THE TASK: In the entries below, find every line with "outline" and copy it.

WORKING DATA:
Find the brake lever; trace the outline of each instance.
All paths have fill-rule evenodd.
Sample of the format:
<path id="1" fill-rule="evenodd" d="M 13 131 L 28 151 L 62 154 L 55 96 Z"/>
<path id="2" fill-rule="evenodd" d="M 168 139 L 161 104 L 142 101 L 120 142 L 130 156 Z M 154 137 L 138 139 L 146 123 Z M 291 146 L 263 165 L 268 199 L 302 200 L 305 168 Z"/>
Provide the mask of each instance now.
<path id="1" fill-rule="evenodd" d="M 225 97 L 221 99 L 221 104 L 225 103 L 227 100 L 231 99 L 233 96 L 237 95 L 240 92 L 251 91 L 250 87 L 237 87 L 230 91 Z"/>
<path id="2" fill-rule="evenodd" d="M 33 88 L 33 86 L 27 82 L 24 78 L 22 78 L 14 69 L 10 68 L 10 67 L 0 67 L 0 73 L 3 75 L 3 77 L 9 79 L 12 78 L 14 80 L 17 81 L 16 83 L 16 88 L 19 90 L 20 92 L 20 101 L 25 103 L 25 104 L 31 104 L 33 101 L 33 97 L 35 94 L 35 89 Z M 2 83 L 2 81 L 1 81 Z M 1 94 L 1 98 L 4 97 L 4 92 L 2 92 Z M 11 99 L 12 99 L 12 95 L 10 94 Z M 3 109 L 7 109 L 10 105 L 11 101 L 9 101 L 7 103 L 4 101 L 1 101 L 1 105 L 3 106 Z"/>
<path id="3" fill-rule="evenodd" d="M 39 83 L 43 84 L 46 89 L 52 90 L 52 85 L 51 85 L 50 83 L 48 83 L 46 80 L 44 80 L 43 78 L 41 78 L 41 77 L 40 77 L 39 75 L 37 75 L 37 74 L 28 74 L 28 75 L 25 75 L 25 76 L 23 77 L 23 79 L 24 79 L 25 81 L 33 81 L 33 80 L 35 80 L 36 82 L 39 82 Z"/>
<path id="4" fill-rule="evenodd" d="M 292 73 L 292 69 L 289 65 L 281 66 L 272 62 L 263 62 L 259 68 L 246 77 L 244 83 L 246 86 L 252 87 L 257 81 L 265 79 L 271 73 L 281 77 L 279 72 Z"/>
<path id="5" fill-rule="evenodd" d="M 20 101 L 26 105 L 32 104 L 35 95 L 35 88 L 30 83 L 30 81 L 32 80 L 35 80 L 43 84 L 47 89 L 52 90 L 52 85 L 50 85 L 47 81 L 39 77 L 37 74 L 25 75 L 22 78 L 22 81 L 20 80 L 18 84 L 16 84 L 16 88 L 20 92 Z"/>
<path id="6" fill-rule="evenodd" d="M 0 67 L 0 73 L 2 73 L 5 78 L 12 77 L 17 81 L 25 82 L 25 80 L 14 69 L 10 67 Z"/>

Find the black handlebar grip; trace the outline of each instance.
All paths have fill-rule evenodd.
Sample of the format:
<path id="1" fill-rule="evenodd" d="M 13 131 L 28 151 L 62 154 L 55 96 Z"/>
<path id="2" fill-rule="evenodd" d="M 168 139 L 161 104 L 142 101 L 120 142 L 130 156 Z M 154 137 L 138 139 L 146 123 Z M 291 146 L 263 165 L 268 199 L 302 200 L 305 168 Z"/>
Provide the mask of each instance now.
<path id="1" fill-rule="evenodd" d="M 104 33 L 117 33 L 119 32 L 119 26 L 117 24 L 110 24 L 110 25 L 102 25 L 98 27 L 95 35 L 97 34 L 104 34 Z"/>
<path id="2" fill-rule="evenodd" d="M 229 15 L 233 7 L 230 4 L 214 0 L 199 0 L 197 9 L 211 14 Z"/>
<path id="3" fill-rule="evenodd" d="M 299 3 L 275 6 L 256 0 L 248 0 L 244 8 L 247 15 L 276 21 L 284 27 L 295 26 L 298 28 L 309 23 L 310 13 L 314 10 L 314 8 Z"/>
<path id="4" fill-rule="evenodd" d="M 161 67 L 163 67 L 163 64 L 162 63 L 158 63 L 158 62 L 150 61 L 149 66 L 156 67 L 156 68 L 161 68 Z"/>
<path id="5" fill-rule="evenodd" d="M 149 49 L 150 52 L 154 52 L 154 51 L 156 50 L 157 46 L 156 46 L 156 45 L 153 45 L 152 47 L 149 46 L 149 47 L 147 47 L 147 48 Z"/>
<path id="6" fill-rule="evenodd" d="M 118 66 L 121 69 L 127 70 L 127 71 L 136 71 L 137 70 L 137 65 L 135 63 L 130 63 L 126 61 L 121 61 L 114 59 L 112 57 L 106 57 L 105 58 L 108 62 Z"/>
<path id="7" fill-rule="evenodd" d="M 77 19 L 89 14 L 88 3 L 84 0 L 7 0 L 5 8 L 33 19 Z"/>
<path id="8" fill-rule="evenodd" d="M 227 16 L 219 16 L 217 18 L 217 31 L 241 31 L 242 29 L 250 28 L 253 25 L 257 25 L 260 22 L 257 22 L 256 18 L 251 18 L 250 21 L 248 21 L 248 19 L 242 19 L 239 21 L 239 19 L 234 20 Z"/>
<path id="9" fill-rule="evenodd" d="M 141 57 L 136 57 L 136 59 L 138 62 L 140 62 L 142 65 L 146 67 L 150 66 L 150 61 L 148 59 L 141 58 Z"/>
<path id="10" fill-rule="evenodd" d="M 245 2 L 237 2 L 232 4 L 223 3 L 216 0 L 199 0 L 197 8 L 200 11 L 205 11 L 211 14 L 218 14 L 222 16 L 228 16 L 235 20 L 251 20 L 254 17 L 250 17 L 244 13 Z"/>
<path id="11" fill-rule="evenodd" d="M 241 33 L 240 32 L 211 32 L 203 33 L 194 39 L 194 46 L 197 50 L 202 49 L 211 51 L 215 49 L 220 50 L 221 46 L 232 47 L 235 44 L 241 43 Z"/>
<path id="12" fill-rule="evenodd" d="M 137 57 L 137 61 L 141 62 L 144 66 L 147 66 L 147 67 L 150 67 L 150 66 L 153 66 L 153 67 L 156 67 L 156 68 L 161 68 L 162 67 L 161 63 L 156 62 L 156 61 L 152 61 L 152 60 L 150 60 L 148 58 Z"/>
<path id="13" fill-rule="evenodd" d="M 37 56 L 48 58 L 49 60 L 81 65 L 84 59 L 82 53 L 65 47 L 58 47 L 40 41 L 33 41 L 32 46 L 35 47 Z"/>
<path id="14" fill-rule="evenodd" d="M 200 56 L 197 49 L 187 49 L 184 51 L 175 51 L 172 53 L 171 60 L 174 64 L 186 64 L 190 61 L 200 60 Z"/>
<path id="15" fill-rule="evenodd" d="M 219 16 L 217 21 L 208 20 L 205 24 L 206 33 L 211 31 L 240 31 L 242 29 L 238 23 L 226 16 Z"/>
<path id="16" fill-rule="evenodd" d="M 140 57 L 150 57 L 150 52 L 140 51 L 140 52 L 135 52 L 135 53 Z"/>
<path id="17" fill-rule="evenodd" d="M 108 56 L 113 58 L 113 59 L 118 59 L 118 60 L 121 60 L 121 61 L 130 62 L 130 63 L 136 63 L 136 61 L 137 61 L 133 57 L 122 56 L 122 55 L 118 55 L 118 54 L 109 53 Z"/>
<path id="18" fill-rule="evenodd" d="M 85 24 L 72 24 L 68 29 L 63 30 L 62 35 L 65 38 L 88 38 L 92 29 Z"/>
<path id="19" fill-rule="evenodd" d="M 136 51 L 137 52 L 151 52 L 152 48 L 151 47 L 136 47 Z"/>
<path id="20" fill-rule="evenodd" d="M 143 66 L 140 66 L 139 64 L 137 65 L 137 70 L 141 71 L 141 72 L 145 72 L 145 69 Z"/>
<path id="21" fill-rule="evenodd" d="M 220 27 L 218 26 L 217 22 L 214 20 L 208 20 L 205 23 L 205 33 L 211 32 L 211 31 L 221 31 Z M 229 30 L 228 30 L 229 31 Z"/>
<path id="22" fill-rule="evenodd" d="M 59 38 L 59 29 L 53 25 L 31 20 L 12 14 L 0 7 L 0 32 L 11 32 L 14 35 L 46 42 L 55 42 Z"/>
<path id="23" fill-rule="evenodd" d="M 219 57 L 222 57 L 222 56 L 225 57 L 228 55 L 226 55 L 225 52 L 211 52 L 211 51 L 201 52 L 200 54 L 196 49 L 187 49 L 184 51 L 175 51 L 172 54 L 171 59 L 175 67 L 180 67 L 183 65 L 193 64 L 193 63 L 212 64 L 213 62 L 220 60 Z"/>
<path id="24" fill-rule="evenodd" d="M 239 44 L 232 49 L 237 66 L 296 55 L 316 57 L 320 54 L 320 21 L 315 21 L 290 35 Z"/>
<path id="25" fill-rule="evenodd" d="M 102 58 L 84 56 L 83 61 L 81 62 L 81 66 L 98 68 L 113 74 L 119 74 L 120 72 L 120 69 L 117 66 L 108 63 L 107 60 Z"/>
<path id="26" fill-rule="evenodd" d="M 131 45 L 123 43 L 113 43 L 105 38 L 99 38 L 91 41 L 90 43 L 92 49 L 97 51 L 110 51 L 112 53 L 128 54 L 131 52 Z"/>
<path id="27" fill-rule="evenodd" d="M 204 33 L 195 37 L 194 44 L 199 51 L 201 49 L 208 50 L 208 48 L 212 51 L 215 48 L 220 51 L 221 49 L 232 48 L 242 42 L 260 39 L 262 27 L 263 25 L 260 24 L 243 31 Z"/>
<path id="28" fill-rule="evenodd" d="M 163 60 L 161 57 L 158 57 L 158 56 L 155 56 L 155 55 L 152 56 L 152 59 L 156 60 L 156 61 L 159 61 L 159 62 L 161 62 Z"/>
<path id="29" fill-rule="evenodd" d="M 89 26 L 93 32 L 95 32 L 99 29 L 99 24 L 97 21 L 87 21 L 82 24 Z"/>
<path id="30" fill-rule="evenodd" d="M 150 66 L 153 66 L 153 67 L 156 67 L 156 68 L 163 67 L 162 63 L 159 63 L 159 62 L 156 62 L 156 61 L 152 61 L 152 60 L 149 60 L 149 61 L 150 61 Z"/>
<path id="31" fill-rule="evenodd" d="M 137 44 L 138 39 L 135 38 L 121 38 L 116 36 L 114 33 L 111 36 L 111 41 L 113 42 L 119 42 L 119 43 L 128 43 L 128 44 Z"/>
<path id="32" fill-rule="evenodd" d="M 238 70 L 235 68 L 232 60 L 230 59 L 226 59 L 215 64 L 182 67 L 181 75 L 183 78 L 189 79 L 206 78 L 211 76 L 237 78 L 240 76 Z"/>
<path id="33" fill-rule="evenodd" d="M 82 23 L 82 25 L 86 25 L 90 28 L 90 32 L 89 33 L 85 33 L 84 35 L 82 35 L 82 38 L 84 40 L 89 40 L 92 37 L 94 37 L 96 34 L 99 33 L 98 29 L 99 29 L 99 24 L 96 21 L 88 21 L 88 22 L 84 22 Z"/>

RESULT OF THE EXERCISE:
Find the brake lever; trace the outline of each instance.
Find the black handlebar grip; trace the outline of each instance.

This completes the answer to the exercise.